* _Problem requirements_
Rescale the listing from the line containing "the red bull" through the end, writing out every line again with the requests included and with each point coordinate in the answers multiplied by 2.45 and rounded to a whole number, halves up. Leave the numbers in the requests and their sample formats unchanged, and output only this stretch.

* _Given records_
■ ■ ■

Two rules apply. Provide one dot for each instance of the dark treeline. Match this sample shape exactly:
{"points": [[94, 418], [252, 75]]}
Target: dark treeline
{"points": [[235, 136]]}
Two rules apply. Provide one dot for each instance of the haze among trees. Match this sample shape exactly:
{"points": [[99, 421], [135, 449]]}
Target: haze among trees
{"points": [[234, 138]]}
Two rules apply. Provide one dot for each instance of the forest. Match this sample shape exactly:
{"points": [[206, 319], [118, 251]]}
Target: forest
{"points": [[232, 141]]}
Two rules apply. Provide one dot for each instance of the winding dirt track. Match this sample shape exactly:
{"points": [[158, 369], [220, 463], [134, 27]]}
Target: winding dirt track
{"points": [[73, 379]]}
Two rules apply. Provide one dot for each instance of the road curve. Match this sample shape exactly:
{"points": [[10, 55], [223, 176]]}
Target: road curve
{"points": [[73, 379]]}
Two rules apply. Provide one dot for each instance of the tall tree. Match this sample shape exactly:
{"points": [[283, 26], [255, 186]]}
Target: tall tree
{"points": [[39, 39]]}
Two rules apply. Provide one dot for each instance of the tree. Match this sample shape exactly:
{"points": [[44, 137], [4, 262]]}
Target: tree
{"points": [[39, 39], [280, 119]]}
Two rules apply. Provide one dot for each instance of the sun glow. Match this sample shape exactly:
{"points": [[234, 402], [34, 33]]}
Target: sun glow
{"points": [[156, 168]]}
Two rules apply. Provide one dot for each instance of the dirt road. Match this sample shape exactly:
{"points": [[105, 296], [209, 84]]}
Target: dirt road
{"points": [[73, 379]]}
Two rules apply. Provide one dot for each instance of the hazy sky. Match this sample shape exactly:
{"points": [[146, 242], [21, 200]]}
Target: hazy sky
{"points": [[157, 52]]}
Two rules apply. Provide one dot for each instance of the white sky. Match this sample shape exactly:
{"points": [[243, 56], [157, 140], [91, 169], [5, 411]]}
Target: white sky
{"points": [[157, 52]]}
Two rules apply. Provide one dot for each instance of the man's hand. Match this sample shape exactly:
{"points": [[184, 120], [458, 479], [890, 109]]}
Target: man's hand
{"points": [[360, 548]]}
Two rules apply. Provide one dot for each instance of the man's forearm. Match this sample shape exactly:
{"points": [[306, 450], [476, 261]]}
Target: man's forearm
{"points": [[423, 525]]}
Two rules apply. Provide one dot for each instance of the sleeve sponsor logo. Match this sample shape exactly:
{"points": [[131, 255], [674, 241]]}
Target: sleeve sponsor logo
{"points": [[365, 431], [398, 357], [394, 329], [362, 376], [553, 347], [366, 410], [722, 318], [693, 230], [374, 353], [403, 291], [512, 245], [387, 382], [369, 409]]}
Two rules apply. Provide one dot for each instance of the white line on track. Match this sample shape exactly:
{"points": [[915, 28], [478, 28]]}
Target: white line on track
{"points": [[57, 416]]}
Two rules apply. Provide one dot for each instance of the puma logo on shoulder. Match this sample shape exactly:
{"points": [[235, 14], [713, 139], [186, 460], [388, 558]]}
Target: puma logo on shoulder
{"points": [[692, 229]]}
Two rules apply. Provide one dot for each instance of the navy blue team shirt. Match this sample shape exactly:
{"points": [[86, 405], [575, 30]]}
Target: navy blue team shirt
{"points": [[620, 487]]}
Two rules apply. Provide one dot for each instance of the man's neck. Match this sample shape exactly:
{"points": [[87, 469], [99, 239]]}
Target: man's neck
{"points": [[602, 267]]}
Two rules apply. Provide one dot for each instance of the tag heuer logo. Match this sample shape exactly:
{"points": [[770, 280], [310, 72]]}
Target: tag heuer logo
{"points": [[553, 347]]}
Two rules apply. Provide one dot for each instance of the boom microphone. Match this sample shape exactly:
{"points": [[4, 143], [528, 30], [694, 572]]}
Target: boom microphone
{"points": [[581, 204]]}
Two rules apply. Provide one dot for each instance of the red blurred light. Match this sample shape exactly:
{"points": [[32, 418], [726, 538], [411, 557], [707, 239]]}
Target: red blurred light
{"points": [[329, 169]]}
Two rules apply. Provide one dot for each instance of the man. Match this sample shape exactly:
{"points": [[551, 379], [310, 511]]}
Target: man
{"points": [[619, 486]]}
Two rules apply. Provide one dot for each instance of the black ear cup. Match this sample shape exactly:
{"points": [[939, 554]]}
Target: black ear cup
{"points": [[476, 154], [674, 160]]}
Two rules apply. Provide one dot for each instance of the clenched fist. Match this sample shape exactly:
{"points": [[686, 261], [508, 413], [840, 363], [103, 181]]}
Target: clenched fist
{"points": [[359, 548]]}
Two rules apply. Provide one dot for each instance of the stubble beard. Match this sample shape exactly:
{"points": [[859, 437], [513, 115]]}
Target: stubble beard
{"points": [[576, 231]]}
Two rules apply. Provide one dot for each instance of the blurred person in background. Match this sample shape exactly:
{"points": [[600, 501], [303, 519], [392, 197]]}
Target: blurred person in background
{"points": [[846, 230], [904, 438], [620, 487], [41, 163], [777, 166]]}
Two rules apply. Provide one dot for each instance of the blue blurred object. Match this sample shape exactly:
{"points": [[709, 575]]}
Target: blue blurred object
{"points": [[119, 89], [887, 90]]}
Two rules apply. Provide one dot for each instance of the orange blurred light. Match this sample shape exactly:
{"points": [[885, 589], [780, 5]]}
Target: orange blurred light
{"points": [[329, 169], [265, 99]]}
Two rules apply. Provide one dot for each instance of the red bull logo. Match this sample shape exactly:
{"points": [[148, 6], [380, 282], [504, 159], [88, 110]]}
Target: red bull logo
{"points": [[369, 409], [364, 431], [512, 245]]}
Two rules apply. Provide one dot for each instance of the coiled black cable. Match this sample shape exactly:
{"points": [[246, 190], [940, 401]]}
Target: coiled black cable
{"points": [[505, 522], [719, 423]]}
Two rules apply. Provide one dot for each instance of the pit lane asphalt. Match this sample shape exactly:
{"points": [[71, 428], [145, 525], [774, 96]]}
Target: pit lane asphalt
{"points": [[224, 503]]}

■ ■ ■

* _Reply_
Two rules apply. Provide one dot for each instance of the red bull logo. Match this sample shape exactly:
{"points": [[148, 6], [380, 282], [504, 159], [88, 110]]}
Target: red bull logo
{"points": [[904, 1002], [892, 1056], [1254, 600]]}
Two rules apply. Provide one dot for each instance of the coiled black cable. Match this sample shape exactly:
{"points": [[246, 190], [940, 401]]}
Target: coiled black cable
{"points": [[1237, 1279], [1762, 1036]]}
Two rules apply. Provide one dot for each instance of the pit lane asphalt. Match this sample shape exactly:
{"points": [[71, 428], [145, 525], [774, 96]]}
Target: pit lane asphalt
{"points": [[549, 1232]]}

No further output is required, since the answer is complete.